Task to complete
All entries below must be given again word for word.

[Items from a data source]
/---

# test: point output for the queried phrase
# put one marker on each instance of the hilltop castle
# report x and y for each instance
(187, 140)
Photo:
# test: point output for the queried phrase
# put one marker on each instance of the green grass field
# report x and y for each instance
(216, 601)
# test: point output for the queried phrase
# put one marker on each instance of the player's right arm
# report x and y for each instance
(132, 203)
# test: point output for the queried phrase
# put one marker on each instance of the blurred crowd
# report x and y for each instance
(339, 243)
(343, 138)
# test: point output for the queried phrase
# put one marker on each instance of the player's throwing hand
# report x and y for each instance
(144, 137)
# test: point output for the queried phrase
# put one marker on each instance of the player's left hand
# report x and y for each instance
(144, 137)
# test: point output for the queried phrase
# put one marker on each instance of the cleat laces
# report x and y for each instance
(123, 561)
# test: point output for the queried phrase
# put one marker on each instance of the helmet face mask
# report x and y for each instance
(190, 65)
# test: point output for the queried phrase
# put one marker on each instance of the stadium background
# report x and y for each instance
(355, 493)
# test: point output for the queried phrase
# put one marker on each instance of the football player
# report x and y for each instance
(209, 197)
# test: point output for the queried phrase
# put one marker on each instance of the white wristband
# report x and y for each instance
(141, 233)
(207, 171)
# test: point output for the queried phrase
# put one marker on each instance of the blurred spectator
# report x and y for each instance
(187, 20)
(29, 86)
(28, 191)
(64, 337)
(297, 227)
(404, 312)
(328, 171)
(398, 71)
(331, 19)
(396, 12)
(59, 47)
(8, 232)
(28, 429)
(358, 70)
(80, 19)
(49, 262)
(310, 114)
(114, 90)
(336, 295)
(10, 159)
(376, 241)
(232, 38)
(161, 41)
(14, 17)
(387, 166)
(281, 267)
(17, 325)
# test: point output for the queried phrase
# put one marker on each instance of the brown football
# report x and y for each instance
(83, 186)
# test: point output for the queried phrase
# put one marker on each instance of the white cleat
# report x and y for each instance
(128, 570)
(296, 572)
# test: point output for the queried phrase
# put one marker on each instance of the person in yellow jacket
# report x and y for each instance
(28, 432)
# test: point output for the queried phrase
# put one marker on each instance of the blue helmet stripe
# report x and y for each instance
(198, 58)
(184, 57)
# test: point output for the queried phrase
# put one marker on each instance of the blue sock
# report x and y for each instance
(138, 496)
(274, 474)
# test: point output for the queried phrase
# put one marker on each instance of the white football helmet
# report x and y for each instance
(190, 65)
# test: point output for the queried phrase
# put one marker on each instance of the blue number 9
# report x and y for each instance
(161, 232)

\---

Exercise solution
# test: point output for the queried phrase
# put one marker on each instance of the hilltop castle
# report x and y for each instance
(187, 140)
Photo:
# test: point output for the queried phrase
# put one marker on each instance of the green grass field
# report x and y for each instance
(216, 601)
# test: point output for the queried phrase
# put one marker on each instance of the player's right arm
# report x and y for each instance
(132, 203)
# test: point output for the queried phrase
# put one marker on each instance of the blurred crowd
# report x and y for each instance
(339, 243)
(343, 138)
# test: point output for the queried phrase
# put one marker on each instance of the player's throwing hand
# report x and y for each instance
(144, 137)
# test: point output for the queried phrase
# put one marker on each instance of the player's left hand
# report x and y for each instance
(144, 137)
# test: point output for the queried phrase
# put one marker on each instance of the cleat laces
# report x and y for each instance
(123, 561)
# test: point output for the queried phrase
# put one marker on each instance of the helmet face mask
# report x and y for each instance
(190, 65)
# test: point output for the queried phrase
# put one marker on each instance of the stadium background
# report x and y for each instance
(355, 493)
# test: point output for the queried phrase
# put one marker on each instance of the football player
# report x and y for each instance
(209, 197)
# test: point output for the queried phrase
# put one marker on each instance of the white wristband
# report x and y for each instance
(141, 233)
(207, 171)
# test: point output for the queried phrase
# put one marker on each instance of the blurred spectator
# report x and y for each instance
(187, 20)
(29, 86)
(28, 191)
(64, 337)
(297, 227)
(404, 312)
(328, 171)
(398, 71)
(331, 19)
(396, 12)
(59, 47)
(8, 232)
(28, 429)
(358, 70)
(80, 19)
(49, 262)
(310, 114)
(114, 90)
(336, 295)
(10, 159)
(376, 241)
(232, 38)
(161, 41)
(14, 17)
(387, 166)
(281, 267)
(17, 325)
# test: point output for the queried phrase
# put one marker on each instance of the brown football
# report x and y for each instance
(83, 186)
# test: point output for the queried phrase
# put one marker on each instance of the white cleat
# report x and y for each instance
(128, 570)
(296, 572)
# test: point output for the queried phrase
# put one marker on each instance of the person in yellow jacket
# report x and y for each instance
(28, 432)
# test: point output for the queried phrase
# put one marker on each instance of the blue helmet stripe
# report x and y for each instance
(198, 58)
(184, 57)
# test: point output for the queried phrase
# put one marker on each instance of the blue sock
# report x and y for each instance
(138, 496)
(274, 474)
# test: point output for the queried phrase
# put one marker on each instance of the white football helmet
# report x and y for each instance
(190, 65)
# test: point output for the queried phrase
# put one marker on each instance of the blue number 9
# report x and y for each instance
(161, 232)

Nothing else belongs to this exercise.